▶ Exercise
Go through the records and write each one out again exactly.

-----

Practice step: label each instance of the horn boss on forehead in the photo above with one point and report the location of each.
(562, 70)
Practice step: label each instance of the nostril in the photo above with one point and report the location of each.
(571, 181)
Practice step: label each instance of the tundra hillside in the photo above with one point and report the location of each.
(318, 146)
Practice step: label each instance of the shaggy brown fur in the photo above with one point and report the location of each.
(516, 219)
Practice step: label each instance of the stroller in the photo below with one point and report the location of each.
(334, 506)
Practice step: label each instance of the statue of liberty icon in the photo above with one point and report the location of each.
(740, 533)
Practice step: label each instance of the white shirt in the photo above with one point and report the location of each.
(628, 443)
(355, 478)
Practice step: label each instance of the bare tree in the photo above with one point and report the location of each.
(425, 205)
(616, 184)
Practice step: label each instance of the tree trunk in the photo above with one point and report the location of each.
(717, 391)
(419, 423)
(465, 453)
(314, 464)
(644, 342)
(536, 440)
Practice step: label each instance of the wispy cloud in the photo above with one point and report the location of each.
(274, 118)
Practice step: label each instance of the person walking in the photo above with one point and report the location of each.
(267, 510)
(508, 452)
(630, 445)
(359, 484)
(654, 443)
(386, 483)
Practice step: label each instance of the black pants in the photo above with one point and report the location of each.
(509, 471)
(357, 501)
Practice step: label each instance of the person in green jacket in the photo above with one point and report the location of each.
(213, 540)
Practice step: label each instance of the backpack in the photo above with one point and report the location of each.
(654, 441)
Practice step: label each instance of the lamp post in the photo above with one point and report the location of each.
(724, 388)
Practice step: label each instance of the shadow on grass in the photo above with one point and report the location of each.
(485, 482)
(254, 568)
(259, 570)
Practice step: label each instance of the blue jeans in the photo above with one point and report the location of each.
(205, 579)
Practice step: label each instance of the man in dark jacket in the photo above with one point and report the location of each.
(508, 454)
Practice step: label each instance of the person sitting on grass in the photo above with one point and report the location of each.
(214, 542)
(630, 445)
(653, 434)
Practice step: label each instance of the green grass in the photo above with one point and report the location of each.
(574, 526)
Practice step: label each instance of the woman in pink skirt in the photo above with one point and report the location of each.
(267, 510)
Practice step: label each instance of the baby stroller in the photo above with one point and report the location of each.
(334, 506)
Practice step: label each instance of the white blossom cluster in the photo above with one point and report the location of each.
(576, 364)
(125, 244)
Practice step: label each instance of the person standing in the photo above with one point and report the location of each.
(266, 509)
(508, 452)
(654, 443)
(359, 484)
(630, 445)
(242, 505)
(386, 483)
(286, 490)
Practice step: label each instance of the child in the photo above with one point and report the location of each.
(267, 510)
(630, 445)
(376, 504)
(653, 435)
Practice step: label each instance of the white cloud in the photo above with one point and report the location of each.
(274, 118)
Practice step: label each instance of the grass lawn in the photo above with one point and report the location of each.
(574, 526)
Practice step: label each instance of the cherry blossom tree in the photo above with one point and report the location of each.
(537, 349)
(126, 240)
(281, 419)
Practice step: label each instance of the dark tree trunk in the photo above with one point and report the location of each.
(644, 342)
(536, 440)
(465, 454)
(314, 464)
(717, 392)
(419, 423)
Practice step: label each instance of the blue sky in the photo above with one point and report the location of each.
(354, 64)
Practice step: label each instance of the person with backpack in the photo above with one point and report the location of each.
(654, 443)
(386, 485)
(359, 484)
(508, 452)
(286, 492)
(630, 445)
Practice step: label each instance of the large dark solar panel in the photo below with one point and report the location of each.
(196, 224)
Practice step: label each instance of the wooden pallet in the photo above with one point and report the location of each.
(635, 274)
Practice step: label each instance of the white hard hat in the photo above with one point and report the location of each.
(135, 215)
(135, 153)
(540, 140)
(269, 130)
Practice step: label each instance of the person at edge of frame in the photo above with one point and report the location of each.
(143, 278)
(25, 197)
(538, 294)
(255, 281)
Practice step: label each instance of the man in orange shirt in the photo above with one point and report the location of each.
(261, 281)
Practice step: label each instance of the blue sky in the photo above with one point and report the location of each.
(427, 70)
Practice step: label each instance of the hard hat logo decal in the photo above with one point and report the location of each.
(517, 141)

-----

▶ Task solution
Practice step: label each instance of the horn boss on forehead in the photo above with one point and report the location of each.
(562, 70)
Practice step: label each instance of the nostril in the photo above with one point and report the location of each.
(571, 181)
Practice step: label each instance of the tundra hillside in the photo above with one point and report the location of each.
(318, 146)
Practice step: label each instance of the shaggy brown fur in the photo above with one point and report the location of each.
(516, 219)
Practice step: label each instance of the stroller in the photo below with one point and report the location of each.
(334, 506)
Practice step: label each instance of the statue of liberty icon in the photo above with one point and report the location of each.
(740, 533)
Practice step: label each instance of the white shirt in the photo above with one point and report the location of each.
(628, 443)
(355, 478)
Practice step: label each instance of the bare tree in the photo above with one point and report the location of each.
(425, 205)
(616, 184)
Practice step: label each instance of the tree trunk in the photo above with one point and report the location of each.
(717, 391)
(419, 423)
(465, 453)
(314, 464)
(644, 342)
(536, 440)
Practice step: label each instance of the wispy cloud in the photo above with one point and report the location of each.
(274, 118)
Practice step: label each instance of the person walking in the photo above with one point and report the location of each.
(267, 510)
(508, 452)
(630, 445)
(359, 484)
(654, 443)
(386, 483)
Practice step: label each instance of the black pants in the photo above with one point and report the location of each.
(509, 471)
(357, 501)
Practice step: label each instance of the person in green jacket in the photo above with one point and report the location of each.
(213, 540)
Practice step: label each instance of the backpack in the photo above with one point and report the location of each.
(654, 441)
Practice step: label each instance of the lamp post in the photo above with one point and report the location of each.
(724, 388)
Practice step: label each instance of the shadow on grass in the photo above with one point and report the location of each.
(485, 482)
(254, 568)
(259, 570)
Practice step: label each instance of the blue jeans in the photo above with one point and report the location of each.
(205, 579)
Practice step: label each instance of the man in dark jacket in the photo above with one point and report the location of each.
(508, 454)
Practice step: label each instance of the person sitting on grass in the photo above with one point and report the location of each.
(214, 542)
(630, 445)
(653, 434)
Practice step: label each instance of the green grass in the photo above with one point and report the location of each.
(574, 526)
Practice step: label each instance of the woman in pink skirt in the photo above with one point and report the location of each.
(267, 510)
Practice step: label each instance of the baby stroller in the photo above with one point and report the location of each.
(334, 506)
Practice step: label each instance of the white blossom cluster in the photo above with one point and report the location of each.
(576, 364)
(125, 244)
Practice step: label each instance of the person standing in the photo above with one point and report the location of each.
(266, 509)
(508, 452)
(654, 443)
(359, 484)
(630, 445)
(242, 505)
(386, 483)
(286, 490)
Practice step: label each instance of the child in the photo above with one point and report the location of each.
(267, 510)
(630, 445)
(376, 504)
(653, 435)
Practice step: label each instance of the white cloud in the photo above with one point and report the location of each.
(274, 118)
Practice step: label each instance of the grass lawn in the photo above with one point and report the location of each.
(574, 526)
Practice step: label each instance of the cherry blossom tree in the photo above with one point and report the location of each.
(537, 349)
(126, 240)
(281, 419)
Practice step: label each instance of the dark tree trunk in the photo above with one point and report the location of each.
(644, 342)
(536, 440)
(465, 454)
(314, 464)
(717, 392)
(419, 423)
Practice step: label each instance of the blue sky in the photo above with one point and report the location of each.
(354, 64)
Practice step: label each instance of the person with backpack in the photo above with one point and report the location of each.
(654, 443)
(386, 485)
(359, 484)
(508, 452)
(286, 492)
(630, 445)
Practice step: label each instance of the large dark solar panel in the photo below with one point and report the location of each.
(196, 224)
Practice step: label each instance of the wooden pallet in the photo above with one point and report the location of each.
(635, 274)
Practice step: label each instance of the white hard hat in the photo above with one point and report the location of each.
(135, 215)
(135, 153)
(540, 140)
(269, 130)
Practice step: label each instance of the person at edge of frame in the photo above with one point and report the location of each.
(143, 278)
(25, 197)
(538, 294)
(255, 281)
Practice step: label each instance of the man in orange shirt in the photo above with one point and report the location of each.
(261, 281)
Practice step: label each instance of the blue sky in the photo above with one point and report the location of each.
(427, 70)
Practice step: label each instance of the hard hat logo decal in the photo above with one point and report the location of each.
(517, 141)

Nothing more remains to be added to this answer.